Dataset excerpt

= = =

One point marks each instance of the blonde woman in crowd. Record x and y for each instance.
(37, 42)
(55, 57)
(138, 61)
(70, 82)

= = =

▶ [OBJECTIVE]
Rewrite every line of the records above, requests included, scaling each x and y coordinate in the answers by 0.3 and rounding to the nearest whole number, with halves rounded up. Leave the request lines unchanged.

▶ [FULL OUTPUT]
One point marks each instance of the blonde woman in crowd. Record x and y for each instance.
(11, 13)
(17, 17)
(41, 18)
(21, 25)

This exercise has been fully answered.